> [PROBLEM REQUIREMENTS]: Compute the number of lines in the following data that include the word "instance", and output that number alone.

> [GIVEN ENTRIES]:
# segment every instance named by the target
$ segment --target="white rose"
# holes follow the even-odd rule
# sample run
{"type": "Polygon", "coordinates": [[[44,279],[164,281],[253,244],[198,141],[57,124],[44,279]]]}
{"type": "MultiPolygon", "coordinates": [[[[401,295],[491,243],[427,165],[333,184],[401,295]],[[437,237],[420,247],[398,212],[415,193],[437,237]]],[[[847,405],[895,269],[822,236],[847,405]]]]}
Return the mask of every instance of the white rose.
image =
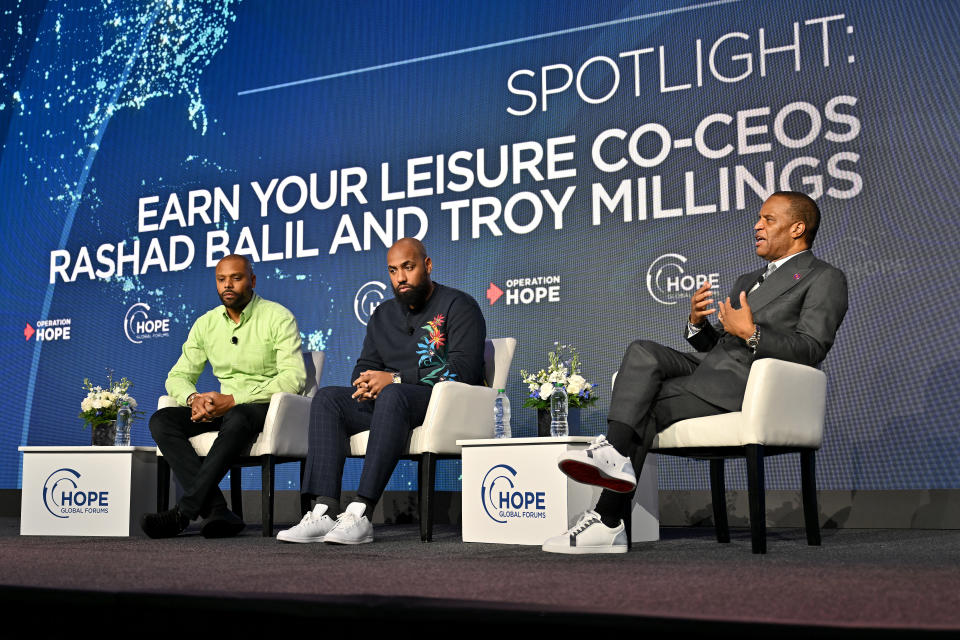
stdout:
{"type": "Polygon", "coordinates": [[[544,382],[540,385],[540,397],[544,400],[549,400],[550,396],[553,394],[553,385],[549,382],[544,382]]]}
{"type": "Polygon", "coordinates": [[[570,376],[570,379],[567,381],[567,393],[571,395],[577,395],[583,389],[587,381],[583,376],[579,374],[574,374],[570,376]]]}
{"type": "Polygon", "coordinates": [[[80,403],[80,411],[90,411],[91,409],[93,409],[93,400],[84,398],[83,402],[80,403]]]}
{"type": "Polygon", "coordinates": [[[530,393],[536,393],[540,389],[540,385],[536,383],[530,384],[530,393]]]}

> [SOLVED EXERCISE]: 2